• _Page excerpt_
____________

From: Mike Kravetz <mike.kravetz@oracle.com>
To: Peter Xu <peterx@redhat.com>
Cc: linux-kernel@vger.kernel.org, linux-mm@kvack.org,
Andrew Morton <akpm@linux-foundation.org>,
James Houghton <jthoughton@google.com>,
Miaohe Lin <linmiaohe@huawei.com>,
David Hildenbrand <david@redhat.com>,
Muchun Song <songmuchun@bytedance.com>,
Andrea Arcangeli <aarcange@redhat.com>,
Nadav Amit <nadav.amit@gmail.com>,
Rik van Riel <riel@surriel.com>
Subject: Re: [PATCH RFC 00/10] mm/hugetlb: Make huge_pte_offset() thread-safe for pmd unshare
Date: Fri, 4 Nov 2022 08:44:08 -0700 [thread overview]
Message-ID: <Y2UzSOqJr9glD39i@monkey> (raw)
In-Reply-To: <Y2UplvB0dgQYIZWm@x1n>
On 11/04/22 11:02, Peter Xu wrote:
> Hi, Mike,
>
> On Thu, Nov 03, 2022 at 05:21:46PM -0700, Mike Kravetz wrote:
> > On 10/30/22 17:29, Peter Xu wrote:
> > > Resolution
> > > ==========
> > >
> > > What this patch proposed is, besides using the vma lock, we can also use
> > > RCU to protect the pgtable page from being freed from under us when
> > > huge_pte_offset() is used. The idea is kind of similar to RCU fast-gup.
> > > Note that fast-gup is very safe regarding pmd unsharing even before vma
> > > lock, because fast-gup relies on RCU to protect walking any pgtable page,
> > > including another mm's.
> > >
> > > To apply the same idea to huge_pte_offset(), it means with proper RCU
> > > protection the pte_t* pointer returned from huge_pte_offset() can also be
> > > always safe to access and de-reference, along with the pgtable lock that
> > > was bound to the pgtable page.
> > >
> > > Patch Layout
> > > ============
> > >
> > > Patch 1 is a trivial cleanup that I noticed when working on this. Please
> > > shoot if anyone think I should just post it separately, or hopefully I can
> > > still just carry it over.
> > >
> > > Patch 2 is the gut of the patchset, describing how we should use the helper
> > > huge_pte_offset() correctly. Only a comment patch but should be the most
> > > important one, as the follow up patches are just trying to follow the rule
> > > it setup here.
> > >
> > > The rest patches resolve all the call sites of huge_pte_offset() to make
> > > sure either it's with the vma lock (which is perfectly good enough for
> > > safety in this case; the last patch commented on all those callers to make
> > > sure we won't miss a single case, and why they're safe). Besides, each of
> > > the patch will add rcu protection to one caller of huge_pte_offset().
> > >
> > > Tests
> > > =====
> > >
> > > Only lightly tested on hugetlb kselftests including uffd, no more errors
> > > triggered than current mm-unstable (hugetlb-madvise fails before/after
> > > here, with error "Unexpected number of free huge pages line 207"; haven't
> > > really got time to look into it).

____________

• _Extracted information_
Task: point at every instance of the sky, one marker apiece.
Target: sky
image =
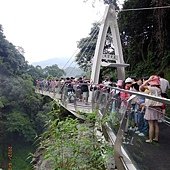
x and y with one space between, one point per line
48 28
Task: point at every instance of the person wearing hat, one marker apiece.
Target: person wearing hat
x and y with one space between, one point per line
152 115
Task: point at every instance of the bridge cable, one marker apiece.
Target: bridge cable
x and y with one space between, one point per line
87 43
85 49
140 9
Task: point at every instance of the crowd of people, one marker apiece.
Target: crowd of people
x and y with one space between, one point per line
144 117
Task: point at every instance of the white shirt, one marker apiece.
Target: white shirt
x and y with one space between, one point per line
164 85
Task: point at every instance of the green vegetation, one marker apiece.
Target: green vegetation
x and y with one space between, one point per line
22 111
144 35
70 144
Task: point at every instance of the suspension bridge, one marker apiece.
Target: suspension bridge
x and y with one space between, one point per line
130 150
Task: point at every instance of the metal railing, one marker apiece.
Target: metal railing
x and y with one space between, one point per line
110 105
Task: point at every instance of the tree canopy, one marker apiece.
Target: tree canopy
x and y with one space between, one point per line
144 35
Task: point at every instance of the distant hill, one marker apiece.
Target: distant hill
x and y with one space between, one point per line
59 61
71 71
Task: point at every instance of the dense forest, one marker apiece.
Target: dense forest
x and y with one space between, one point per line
145 36
23 113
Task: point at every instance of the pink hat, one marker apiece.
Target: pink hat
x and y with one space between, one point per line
155 81
119 83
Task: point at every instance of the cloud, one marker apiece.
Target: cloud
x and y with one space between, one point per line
48 28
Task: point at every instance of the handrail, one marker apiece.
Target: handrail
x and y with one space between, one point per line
103 101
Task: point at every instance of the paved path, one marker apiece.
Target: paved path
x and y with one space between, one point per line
155 156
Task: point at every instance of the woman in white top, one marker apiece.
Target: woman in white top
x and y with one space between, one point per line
152 114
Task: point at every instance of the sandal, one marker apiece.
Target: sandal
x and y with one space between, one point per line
148 141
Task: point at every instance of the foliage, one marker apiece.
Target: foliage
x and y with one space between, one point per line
70 144
145 45
144 35
21 109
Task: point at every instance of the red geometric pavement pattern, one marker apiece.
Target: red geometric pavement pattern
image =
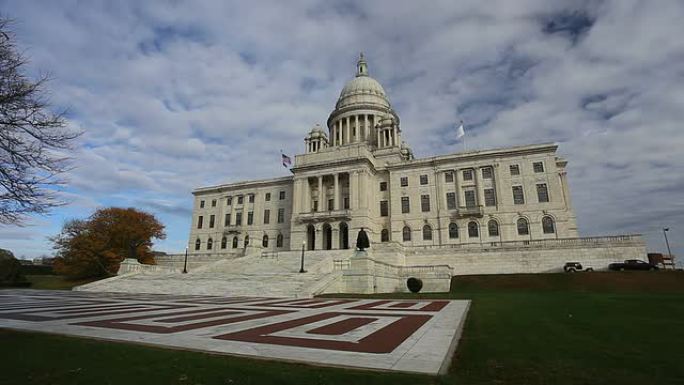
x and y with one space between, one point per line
288 328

____________

• _Written exercise_
Rewrite the stretch of the mailing-list reply from "From: Mike Kravetz" through "Message-ID: <Y2UzSOqJr9glD39i@monkey> (raw)" with "thread-safe" changed to "race-free". Use only the mailing-list reply.

• _Result of this task_
From: Mike Kravetz <mike.kravetz@oracle.com>
To: Peter Xu <peterx@redhat.com>
Cc: linux-kernel@vger.kernel.org, linux-mm@kvack.org,
Andrew Morton <akpm@linux-foundation.org>,
James Houghton <jthoughton@google.com>,
Miaohe Lin <linmiaohe@huawei.com>,
David Hildenbrand <david@redhat.com>,
Muchun Song <songmuchun@bytedance.com>,
Andrea Arcangeli <aarcange@redhat.com>,
Nadav Amit <nadav.amit@gmail.com>,
Rik van Riel <riel@surriel.com>
Subject: Re: [PATCH RFC 00/10] mm/hugetlb: Make huge_pte_offset() race-free for pmd unshare
Date: Fri, 4 Nov 2022 08:44:08 -0700 [thread overview]
Message-ID: <Y2UzSOqJr9glD39i@monkey> (raw)